• **Conjunto de tarefas**:
1) No texto sobre verba da Câmara usada em campanhas, reescreva de forma mais curta o parágrafo que começa com "No relatório de presença do plenário em setembro", mantendo os fatos principais.
2) Prolongue o texto sobre verba da Câmara usada em campanhas a partir do ponto em que ele termina.

Título: Dinheiro público alimentou campanhas
Autor: Hugo Marques
Fonte: Jornal do Brasil, 06/10/2004, País, p. A-2

Enquanto se arrasta no país a discussão sobre financiamento público de campanhas políticas, um grupo de 46 deputados - mesmo sem comparecer ao trabalho na Câmara - gastou verba indenizatória em setembro, mês que antecedeu as eleições. Alguns admitiram que o dinheiro da Câmara foi gasto em campanhas municipais.

No relatório de presença do plenário em setembro, o deputado João Carlos Bacelar (PFL-BA) só acumula ''ausências não justificadas''. Mesmo assim, gastou R$ 11,2 mil em combustível no mês. Reconhece que o dinheiro foi usado em eleição no interior baiano e justifica com a alegação de que o presidente Lula gastou dinheiro público para apoiar Marta Suplicy em São Paulo. Bacelar não acha antiético gastar dinheiro da Câmara na campanha e vai incluir mais R$ 15 mil de gastos com aviões na conta de outubro:

- Queria que eu botasse (dinheiro) de onde? Que eu roubasse? - retrucou.

O deputado José Mendonça Bezerra (PFL-SE) gastou em setembro R$ 8,1 mil em combustível e R$ 3,8 mil em locomoção, hospedagem e alimentação. Também só tem ''ausências não justificadas'' no período.

- Se fossem gastos com raparigas, vocês deveriam reclamar. Mas gastei com meus prefeitos. Trabalhei fazendo campanha - diz.

• **Trechos dos registros**:

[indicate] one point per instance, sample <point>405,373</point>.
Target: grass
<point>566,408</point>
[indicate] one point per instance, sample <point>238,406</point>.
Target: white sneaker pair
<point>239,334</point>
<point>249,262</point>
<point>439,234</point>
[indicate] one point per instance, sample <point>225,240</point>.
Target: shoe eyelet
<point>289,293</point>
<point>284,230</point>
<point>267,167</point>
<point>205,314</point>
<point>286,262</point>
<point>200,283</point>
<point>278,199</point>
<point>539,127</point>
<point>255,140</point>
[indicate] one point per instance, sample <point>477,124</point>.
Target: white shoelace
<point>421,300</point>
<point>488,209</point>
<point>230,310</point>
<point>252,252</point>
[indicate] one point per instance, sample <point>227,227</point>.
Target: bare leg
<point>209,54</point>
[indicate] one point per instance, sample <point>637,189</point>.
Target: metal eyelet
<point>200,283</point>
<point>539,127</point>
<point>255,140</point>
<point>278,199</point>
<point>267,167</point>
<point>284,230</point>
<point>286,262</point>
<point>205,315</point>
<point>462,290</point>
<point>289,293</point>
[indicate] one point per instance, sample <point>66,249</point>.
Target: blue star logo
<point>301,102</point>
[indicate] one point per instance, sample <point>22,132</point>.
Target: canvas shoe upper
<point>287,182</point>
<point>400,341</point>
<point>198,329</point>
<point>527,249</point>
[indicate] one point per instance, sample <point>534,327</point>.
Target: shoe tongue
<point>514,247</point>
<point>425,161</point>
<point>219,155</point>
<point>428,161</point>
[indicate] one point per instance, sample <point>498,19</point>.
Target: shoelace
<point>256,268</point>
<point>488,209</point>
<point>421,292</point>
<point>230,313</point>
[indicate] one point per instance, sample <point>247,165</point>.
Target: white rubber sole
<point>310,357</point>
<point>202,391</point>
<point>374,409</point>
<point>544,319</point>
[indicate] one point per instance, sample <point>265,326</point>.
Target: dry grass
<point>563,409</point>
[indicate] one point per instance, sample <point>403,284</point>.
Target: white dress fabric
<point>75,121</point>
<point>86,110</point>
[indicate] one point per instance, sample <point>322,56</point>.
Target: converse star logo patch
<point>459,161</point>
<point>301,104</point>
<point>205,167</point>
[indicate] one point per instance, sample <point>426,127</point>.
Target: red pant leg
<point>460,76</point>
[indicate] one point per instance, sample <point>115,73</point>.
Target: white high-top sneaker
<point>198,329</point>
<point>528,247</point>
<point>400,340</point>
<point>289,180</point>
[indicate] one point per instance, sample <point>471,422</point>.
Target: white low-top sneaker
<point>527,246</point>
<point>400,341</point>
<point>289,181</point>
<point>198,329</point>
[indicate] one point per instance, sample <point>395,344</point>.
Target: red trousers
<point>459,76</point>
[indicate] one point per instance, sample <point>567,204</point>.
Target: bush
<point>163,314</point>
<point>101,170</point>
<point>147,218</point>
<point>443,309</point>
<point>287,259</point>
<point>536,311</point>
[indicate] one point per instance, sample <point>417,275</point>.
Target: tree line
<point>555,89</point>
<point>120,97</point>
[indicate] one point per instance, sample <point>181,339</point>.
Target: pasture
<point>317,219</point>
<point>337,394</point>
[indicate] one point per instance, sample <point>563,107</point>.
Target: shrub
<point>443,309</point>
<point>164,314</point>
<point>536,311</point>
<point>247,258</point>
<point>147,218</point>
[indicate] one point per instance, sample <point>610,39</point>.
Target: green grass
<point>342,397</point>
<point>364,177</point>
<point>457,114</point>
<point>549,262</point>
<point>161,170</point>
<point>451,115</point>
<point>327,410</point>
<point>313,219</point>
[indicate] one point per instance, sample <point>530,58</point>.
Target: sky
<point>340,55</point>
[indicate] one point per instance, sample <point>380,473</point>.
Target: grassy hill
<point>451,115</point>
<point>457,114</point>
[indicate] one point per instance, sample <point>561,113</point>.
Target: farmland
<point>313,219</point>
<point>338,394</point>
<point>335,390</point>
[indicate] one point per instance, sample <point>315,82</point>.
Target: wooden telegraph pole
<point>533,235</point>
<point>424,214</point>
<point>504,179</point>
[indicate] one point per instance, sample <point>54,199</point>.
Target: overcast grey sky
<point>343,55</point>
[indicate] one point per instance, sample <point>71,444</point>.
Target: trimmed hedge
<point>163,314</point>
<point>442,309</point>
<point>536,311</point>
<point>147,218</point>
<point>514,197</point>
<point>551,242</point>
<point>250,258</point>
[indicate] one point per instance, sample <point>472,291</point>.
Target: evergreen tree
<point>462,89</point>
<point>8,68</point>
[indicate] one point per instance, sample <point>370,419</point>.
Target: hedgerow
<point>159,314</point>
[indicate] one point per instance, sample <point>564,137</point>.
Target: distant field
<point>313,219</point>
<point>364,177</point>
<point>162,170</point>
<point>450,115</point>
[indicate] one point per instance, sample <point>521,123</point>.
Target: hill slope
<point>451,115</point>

• **Conjunto de respostas**:
1) Em setembro, o deputado João Carlos Bacelar (PFL-BA) teve apenas ausências não justificadas no plenário, mas gastou R$ 11,2 mil em combustível. Ele admite ter usado o dinheiro na eleição no interior da Bahia e se justifica dizendo que o presidente Lula gastou dinheiro público para apoiar Marta Suplicy em São Paulo. Não vê falta de ética nisso e vai incluir mais R$ 15 mil em gastos com aviões na conta de outubro.

2)
O deputado José Priante (PMDB-PA) gastou R$ 11 mil em combustível em setembro e também só acumula ausências não justificadas em Brasília no período. Ele diz que o Pará é um Estado ''continental'' e justifica os gastos de campanha.

- A participação do parlamentar na vida nacional é prioritária - justifica.

Do mesmo PMDB paraense, o deputado Wladimir Costa gastou R$ 12 mil, a maior parte em combustível. Ele teve quatro ausências não justificadas na Câmara em setembro, mês em que diz ter manifestado ''apoio'' aos candidatos, além de ''ação social''.

- Já que as coisas pouco andam em Brasília, a gente tem que trabalhar em favor do Estado - raciocina Costa.

O deputado Deley (PV-RJ) gastou R$ 13,5 mil em setembro e também só tem ausências não justificadas na Câmara. Segundo sua assessoria, as faltas ocorreram por doença na família. O deputado justifica os gastos com verba indenizatória.

- Andei para caramba. Cheguei a percorrer uns 3 mil km no Estado. O meu partido não tem dinheiro nenhum para a campanha.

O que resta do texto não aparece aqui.